TASK STATEMENT: Only the lines from the one containing "label the oiled potato, a point per instance." to the end of the material belong in your answer. Please copy them word for word.
◇ ◇ ◇ ◇
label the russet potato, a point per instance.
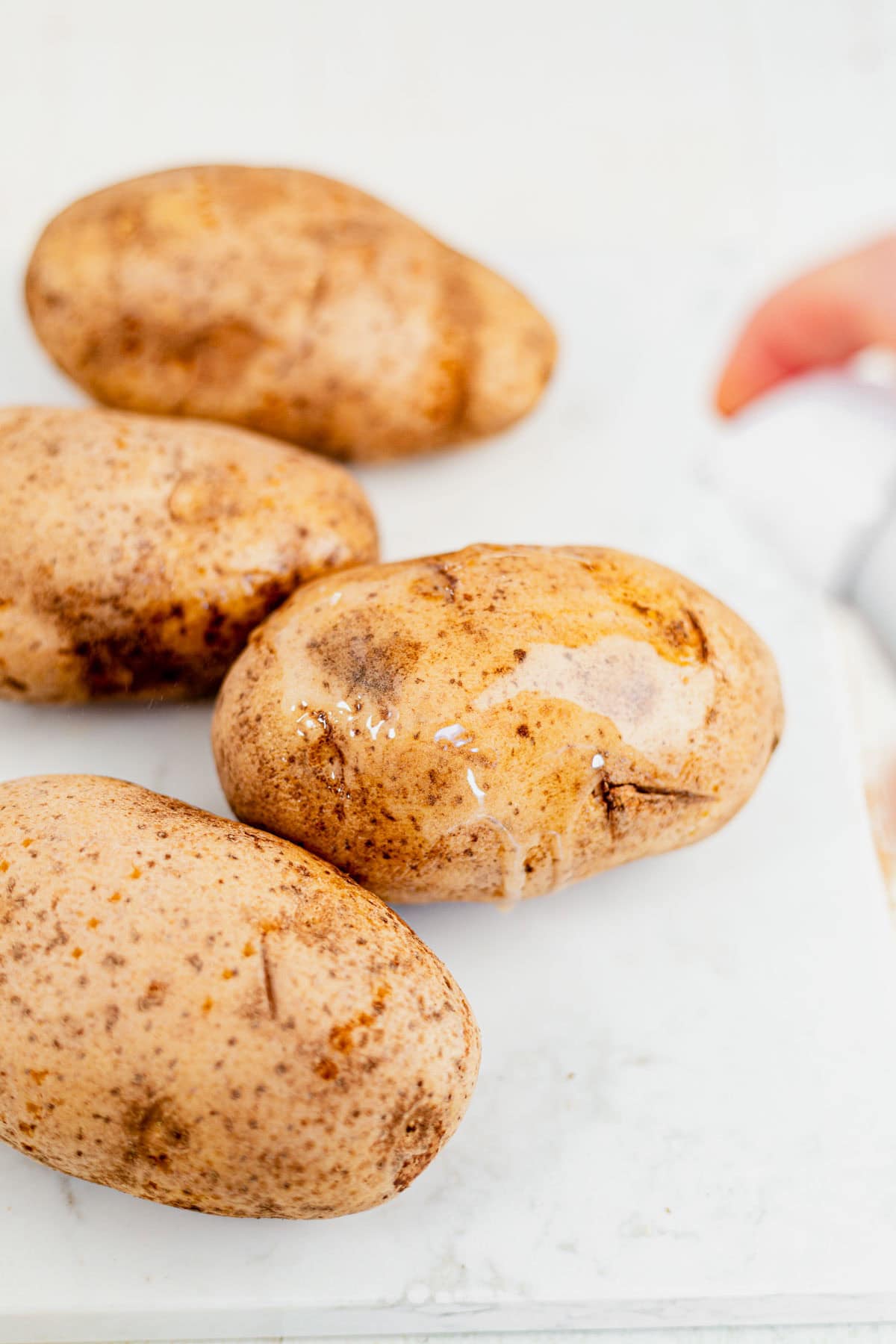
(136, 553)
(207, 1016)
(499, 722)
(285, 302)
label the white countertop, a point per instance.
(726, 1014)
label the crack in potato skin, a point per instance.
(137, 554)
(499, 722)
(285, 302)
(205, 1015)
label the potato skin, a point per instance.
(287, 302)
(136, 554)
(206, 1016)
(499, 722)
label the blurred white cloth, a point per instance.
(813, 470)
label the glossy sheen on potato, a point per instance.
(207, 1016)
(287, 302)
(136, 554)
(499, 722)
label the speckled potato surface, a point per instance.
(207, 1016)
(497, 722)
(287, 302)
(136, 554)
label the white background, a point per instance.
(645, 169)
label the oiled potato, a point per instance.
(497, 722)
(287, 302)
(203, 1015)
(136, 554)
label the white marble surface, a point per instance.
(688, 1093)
◇ ◇ ◇ ◇
OUTPUT FOR THIS TASK:
label the oiled potato, a point per instance.
(497, 722)
(287, 302)
(203, 1015)
(136, 554)
label the white marble surface, a point per instance.
(688, 1093)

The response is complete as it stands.